• Exercise objective: Copy the line containing "Practice step: set one point on each instance of the payment", then all lines after it up to and including the final line of the material, exactly and without additions.

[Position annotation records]
┌────────
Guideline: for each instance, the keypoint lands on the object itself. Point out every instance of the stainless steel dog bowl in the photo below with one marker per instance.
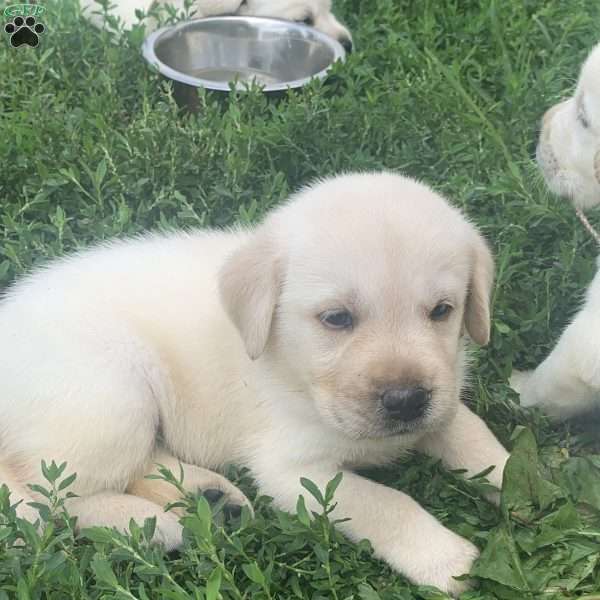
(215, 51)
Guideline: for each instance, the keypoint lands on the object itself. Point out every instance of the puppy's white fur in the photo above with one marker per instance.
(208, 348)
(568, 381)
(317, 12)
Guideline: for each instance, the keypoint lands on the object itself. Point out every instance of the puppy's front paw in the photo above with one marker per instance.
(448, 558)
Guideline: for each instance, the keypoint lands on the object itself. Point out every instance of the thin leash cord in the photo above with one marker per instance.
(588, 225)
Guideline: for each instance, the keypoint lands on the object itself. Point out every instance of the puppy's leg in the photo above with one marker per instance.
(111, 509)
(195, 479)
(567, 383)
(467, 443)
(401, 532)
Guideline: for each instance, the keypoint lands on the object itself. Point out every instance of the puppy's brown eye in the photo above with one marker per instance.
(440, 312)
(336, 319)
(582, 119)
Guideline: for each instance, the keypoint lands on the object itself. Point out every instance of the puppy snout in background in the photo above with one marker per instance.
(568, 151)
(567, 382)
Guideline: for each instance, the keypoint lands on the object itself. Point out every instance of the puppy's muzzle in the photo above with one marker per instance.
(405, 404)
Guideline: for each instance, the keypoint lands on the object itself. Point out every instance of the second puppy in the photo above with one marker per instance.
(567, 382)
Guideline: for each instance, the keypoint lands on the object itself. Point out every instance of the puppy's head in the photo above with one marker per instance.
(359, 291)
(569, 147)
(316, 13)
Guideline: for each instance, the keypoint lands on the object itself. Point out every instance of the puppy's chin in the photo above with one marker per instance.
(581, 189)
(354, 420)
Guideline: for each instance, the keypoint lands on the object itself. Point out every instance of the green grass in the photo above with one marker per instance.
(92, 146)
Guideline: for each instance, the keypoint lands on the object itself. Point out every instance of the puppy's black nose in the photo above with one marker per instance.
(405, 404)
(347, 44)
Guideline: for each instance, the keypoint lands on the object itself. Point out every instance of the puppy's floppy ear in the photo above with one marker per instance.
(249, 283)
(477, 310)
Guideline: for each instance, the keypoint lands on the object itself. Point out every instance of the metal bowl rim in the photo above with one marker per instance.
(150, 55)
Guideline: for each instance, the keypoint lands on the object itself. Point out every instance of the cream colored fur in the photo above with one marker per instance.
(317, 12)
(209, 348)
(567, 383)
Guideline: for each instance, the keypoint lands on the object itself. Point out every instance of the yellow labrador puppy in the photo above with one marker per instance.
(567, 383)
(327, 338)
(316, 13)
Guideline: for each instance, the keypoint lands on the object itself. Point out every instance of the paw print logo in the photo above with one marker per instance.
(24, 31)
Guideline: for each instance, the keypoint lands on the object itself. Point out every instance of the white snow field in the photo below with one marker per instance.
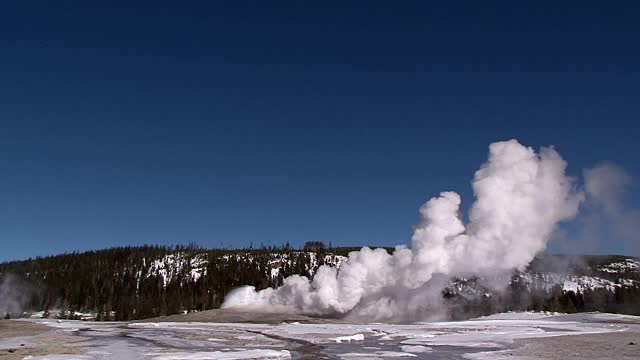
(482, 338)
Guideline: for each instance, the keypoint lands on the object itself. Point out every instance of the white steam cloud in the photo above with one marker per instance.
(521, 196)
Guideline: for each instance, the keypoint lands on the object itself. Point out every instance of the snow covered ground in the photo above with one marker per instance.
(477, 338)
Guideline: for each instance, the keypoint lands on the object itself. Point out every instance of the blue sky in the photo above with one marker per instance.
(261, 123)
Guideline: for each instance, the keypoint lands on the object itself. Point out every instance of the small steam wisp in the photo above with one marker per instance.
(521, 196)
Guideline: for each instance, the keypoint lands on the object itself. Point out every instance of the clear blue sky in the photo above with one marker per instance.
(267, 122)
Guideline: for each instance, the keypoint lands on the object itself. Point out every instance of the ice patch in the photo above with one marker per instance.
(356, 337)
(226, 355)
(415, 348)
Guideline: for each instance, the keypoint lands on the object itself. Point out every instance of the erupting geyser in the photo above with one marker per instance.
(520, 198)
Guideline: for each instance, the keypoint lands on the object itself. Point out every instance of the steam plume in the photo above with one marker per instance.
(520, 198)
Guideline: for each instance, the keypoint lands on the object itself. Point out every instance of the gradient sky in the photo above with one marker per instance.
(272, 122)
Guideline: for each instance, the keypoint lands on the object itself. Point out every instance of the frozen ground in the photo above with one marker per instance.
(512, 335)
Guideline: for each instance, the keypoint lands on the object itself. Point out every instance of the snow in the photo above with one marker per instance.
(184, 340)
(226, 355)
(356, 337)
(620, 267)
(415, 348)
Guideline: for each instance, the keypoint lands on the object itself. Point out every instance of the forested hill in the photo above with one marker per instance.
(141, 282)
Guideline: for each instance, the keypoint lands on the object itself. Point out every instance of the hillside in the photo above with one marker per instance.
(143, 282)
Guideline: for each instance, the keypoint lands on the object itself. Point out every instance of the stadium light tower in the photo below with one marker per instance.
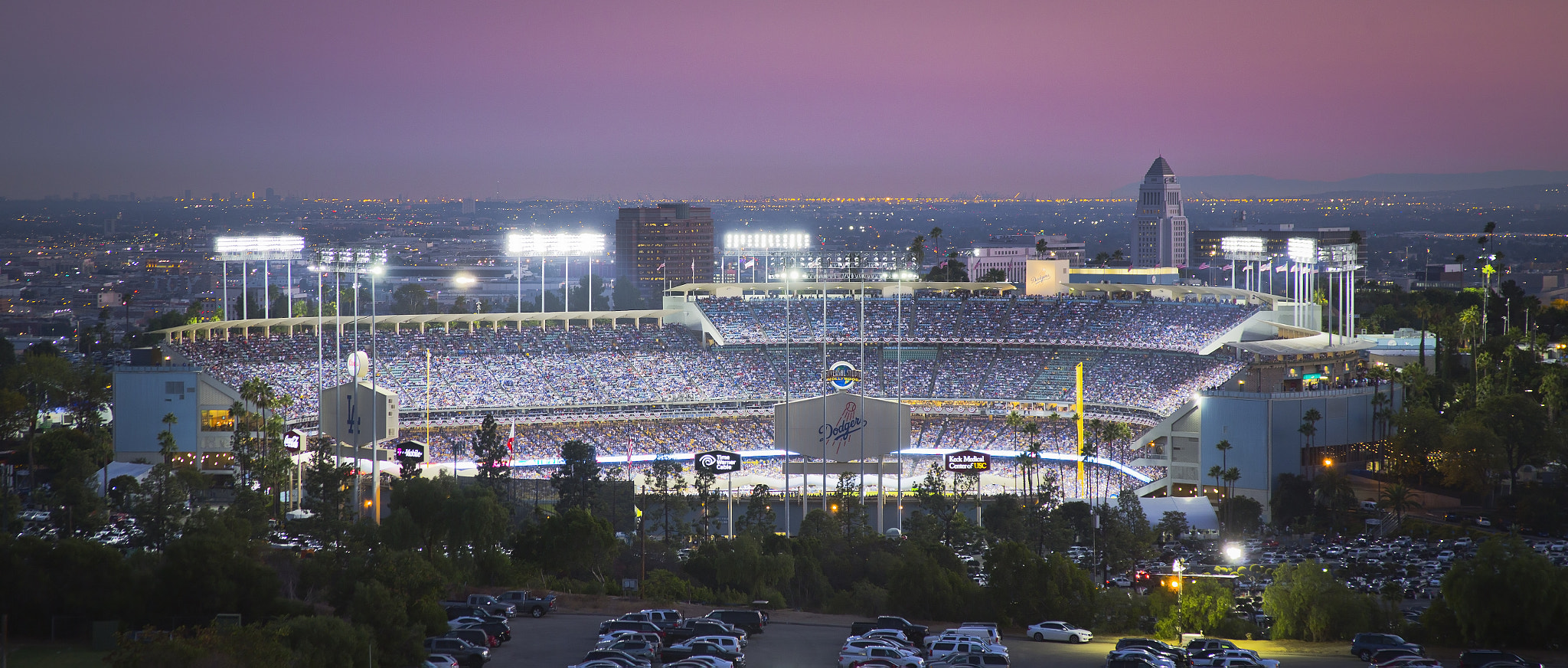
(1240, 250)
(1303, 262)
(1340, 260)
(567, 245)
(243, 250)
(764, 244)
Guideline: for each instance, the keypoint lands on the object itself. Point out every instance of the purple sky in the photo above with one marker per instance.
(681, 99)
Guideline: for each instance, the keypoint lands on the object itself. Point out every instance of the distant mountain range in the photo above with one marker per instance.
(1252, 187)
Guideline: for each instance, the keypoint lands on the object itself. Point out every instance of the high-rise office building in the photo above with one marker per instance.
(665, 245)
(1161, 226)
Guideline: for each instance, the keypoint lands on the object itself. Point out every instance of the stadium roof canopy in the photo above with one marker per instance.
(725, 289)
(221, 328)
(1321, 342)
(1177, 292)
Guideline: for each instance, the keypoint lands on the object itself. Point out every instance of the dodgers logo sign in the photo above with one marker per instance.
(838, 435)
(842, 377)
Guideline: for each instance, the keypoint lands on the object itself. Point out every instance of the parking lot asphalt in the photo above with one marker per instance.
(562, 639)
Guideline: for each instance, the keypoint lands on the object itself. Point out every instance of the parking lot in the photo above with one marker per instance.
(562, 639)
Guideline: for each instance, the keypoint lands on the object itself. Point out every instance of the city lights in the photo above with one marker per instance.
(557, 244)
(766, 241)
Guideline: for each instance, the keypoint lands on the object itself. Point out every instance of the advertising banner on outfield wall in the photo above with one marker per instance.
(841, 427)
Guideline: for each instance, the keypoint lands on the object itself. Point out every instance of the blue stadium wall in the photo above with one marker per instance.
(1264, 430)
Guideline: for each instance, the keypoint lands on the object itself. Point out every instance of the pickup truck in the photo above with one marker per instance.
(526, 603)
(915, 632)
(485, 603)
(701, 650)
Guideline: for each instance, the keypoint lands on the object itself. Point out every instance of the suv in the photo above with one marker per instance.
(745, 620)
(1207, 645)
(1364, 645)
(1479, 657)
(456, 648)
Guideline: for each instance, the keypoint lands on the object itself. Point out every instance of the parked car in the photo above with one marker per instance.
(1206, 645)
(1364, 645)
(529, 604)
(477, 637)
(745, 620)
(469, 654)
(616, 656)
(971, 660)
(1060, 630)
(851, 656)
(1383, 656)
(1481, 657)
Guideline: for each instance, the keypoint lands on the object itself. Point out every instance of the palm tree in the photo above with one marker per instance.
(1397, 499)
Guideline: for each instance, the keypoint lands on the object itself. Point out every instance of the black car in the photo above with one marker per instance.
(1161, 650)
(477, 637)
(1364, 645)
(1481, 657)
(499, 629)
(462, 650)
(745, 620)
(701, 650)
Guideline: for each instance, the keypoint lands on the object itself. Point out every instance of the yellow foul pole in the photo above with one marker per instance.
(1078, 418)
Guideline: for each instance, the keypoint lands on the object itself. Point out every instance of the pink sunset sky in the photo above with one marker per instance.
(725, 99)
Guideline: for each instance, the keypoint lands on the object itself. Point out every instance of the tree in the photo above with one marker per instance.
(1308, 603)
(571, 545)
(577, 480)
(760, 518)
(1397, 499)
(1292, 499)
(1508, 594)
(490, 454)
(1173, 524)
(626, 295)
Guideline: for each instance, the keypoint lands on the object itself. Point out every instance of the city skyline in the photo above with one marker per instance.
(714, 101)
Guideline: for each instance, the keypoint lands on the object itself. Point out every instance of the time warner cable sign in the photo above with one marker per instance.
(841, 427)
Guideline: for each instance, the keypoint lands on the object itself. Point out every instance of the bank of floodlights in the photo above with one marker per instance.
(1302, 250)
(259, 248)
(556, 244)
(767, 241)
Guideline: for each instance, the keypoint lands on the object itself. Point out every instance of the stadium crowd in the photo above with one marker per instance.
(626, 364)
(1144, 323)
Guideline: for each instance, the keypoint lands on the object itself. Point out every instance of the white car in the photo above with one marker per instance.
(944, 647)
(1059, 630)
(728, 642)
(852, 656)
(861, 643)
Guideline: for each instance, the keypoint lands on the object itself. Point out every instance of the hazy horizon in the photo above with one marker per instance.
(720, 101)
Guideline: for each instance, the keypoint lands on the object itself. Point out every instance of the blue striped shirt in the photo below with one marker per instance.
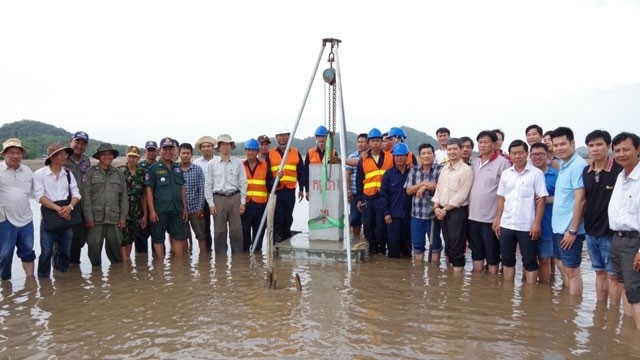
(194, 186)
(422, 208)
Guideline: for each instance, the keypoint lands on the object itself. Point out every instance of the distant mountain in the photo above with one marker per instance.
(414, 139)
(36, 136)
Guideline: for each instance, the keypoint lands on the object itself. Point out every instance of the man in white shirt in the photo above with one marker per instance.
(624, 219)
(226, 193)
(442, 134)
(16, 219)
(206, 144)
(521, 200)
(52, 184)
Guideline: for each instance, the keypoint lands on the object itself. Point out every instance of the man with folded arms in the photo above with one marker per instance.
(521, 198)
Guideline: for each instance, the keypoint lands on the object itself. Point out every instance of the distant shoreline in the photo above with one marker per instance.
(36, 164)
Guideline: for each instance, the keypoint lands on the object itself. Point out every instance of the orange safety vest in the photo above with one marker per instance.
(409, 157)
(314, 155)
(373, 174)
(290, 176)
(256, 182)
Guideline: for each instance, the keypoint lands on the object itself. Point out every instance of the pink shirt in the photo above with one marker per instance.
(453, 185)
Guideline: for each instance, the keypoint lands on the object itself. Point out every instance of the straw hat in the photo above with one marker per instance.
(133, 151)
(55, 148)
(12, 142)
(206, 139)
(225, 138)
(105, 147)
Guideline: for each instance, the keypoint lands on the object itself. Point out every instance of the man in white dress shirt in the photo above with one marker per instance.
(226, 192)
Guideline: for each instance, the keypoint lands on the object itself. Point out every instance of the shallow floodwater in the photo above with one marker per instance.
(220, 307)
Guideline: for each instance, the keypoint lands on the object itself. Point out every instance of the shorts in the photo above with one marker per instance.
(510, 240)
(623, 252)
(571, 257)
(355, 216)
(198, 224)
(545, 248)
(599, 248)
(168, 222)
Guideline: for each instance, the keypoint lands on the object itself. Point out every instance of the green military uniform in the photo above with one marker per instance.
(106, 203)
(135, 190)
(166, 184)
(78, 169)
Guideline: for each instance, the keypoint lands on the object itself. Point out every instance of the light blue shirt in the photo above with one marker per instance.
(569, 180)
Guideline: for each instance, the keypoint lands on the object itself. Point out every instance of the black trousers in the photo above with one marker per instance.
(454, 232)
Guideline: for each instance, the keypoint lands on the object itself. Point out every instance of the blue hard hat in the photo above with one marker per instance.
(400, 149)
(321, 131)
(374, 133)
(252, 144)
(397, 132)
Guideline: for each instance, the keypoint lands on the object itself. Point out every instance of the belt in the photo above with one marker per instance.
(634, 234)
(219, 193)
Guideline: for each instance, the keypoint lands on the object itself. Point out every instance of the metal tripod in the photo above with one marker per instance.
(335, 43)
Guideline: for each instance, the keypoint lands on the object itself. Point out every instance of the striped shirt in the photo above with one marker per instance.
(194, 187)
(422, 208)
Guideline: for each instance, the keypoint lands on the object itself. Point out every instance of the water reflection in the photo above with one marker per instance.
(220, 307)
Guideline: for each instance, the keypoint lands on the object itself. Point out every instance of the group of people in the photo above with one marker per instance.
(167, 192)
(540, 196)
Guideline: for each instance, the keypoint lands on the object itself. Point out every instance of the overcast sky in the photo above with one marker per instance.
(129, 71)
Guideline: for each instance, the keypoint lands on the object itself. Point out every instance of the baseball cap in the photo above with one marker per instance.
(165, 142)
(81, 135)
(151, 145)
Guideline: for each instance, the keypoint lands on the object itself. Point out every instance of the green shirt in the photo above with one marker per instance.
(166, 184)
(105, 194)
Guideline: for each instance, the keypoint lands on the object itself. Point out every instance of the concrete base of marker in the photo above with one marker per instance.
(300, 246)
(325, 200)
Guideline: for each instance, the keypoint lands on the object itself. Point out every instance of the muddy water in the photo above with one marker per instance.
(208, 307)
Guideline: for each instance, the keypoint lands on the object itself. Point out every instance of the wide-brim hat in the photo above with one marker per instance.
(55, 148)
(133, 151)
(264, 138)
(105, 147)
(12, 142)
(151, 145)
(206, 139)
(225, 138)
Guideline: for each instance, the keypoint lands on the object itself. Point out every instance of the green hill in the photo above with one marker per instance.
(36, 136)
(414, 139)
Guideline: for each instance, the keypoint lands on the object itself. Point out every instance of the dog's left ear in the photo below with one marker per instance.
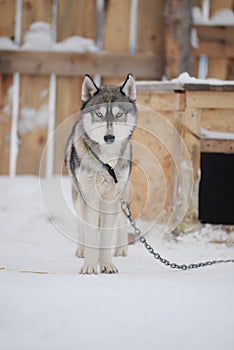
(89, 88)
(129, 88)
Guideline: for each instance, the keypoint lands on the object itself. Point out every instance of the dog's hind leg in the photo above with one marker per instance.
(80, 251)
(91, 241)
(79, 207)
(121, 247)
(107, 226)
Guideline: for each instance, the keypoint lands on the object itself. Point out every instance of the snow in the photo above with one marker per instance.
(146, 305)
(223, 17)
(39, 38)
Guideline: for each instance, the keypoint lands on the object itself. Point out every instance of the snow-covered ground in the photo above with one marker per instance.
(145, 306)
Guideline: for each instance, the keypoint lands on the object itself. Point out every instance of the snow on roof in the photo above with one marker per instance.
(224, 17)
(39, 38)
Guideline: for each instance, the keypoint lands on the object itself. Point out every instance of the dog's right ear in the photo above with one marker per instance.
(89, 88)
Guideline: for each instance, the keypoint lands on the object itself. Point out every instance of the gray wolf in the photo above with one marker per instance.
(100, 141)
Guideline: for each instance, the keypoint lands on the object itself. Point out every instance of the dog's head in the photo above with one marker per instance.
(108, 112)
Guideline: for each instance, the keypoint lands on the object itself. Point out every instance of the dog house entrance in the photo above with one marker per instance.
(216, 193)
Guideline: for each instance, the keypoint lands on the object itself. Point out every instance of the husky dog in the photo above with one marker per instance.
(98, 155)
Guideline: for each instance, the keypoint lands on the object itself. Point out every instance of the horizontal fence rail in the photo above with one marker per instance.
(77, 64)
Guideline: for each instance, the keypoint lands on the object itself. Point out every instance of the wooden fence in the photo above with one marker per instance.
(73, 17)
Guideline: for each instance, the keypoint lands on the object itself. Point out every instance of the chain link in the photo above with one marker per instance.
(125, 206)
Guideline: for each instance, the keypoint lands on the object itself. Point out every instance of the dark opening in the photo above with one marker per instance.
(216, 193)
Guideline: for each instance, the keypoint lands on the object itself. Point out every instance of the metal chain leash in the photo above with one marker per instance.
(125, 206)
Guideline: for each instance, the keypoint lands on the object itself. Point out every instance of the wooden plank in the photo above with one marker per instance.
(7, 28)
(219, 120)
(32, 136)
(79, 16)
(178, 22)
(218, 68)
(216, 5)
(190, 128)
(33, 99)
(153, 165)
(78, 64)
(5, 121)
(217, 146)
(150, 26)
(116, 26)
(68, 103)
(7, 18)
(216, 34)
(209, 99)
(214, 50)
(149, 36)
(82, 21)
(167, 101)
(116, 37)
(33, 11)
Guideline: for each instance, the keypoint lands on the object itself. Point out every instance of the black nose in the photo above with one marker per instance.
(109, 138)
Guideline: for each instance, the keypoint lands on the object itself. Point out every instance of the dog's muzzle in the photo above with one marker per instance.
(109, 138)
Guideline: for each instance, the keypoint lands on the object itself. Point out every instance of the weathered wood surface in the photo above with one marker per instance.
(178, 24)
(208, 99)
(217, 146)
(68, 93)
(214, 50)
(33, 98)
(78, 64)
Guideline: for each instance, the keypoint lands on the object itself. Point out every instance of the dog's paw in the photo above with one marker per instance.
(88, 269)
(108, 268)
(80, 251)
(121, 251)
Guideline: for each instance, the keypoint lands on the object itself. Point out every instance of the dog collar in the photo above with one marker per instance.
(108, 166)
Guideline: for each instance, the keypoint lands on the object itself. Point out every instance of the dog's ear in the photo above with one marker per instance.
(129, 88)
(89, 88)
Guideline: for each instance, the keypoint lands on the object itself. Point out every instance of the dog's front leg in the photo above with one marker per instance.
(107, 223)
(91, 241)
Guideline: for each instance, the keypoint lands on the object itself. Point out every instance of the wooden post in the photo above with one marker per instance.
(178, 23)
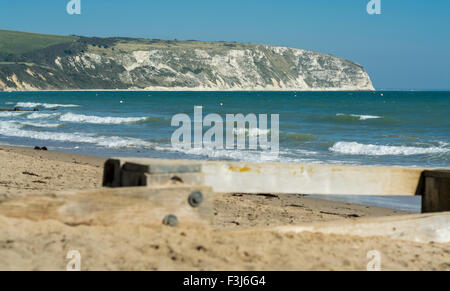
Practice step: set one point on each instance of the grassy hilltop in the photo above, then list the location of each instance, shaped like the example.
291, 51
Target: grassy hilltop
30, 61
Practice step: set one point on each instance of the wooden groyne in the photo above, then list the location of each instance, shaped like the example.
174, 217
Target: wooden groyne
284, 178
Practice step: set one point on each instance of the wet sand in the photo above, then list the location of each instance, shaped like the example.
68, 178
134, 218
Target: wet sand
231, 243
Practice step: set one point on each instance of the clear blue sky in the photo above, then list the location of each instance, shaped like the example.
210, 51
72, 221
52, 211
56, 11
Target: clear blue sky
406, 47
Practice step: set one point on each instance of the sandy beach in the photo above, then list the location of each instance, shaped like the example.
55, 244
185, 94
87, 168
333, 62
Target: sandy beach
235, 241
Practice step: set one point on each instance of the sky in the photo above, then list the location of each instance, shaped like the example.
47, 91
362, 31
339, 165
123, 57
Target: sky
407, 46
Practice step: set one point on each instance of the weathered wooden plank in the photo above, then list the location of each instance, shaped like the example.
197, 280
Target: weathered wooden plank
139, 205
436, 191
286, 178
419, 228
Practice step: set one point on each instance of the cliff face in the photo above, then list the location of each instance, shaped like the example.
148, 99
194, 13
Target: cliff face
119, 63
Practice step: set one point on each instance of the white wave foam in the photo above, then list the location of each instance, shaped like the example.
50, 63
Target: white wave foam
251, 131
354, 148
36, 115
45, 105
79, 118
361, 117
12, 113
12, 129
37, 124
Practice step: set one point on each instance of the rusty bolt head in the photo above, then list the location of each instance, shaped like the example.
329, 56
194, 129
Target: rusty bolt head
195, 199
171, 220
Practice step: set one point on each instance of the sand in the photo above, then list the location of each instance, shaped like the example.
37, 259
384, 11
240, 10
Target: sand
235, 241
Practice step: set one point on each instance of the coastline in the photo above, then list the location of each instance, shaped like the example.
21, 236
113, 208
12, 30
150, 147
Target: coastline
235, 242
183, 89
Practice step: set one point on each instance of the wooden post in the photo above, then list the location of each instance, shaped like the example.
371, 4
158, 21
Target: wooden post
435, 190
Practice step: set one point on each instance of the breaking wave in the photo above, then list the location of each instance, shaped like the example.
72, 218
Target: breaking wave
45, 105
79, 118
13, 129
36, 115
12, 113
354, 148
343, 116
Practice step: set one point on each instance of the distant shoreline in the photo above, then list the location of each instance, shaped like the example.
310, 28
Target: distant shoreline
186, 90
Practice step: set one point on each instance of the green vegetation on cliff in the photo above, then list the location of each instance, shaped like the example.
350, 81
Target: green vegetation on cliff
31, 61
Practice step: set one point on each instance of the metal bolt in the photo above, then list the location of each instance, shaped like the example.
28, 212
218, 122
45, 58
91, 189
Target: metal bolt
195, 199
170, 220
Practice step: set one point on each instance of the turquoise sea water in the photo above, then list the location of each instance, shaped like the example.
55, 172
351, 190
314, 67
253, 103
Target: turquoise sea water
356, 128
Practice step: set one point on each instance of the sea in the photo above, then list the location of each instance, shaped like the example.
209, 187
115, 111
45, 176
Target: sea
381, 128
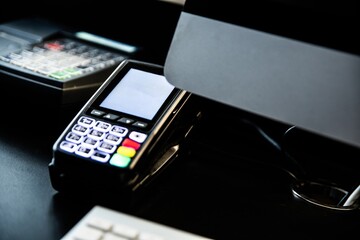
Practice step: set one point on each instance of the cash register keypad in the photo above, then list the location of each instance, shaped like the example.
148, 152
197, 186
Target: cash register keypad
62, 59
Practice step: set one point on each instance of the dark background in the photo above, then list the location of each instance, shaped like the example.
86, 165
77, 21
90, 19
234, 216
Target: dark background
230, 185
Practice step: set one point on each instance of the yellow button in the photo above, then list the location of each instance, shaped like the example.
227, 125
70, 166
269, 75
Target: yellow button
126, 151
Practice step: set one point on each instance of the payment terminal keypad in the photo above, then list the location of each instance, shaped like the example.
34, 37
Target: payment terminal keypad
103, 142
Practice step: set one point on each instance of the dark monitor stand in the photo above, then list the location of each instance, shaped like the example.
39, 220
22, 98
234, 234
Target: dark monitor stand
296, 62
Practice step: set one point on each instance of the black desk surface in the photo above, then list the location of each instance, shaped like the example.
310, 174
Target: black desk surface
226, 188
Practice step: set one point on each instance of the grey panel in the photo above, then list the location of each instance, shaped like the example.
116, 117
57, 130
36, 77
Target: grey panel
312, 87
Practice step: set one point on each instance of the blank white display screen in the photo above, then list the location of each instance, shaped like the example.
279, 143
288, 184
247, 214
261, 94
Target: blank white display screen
└────────
• Response:
Practice step: set one point on each instance of the payment terminal keypad in the photo above, then list the location of each instance, shaped like the example.
34, 37
Target: payment terminal keypad
103, 142
Practice step: set one point on each instance of the dark monitor stand in the photo above, then list the location of each instance, shaped like the example.
39, 220
22, 98
234, 234
Target: dark monitor stand
296, 62
Practice step: set one point on each instance of the black desk surface in the photo above, then list the location of each instance, shaped like the example.
310, 174
Target: black desk surface
226, 188
Practice step: set one point on each instance of the grey panel in the photo above, then list the location of each instance, shaped like the example.
116, 117
57, 130
36, 77
Target: grey panel
312, 87
Practice step: set one point on each instance of the blank white display screen in the photo above, then list the location of each instance, shaped like the example.
279, 143
288, 184
247, 214
261, 94
Target: blank white display screen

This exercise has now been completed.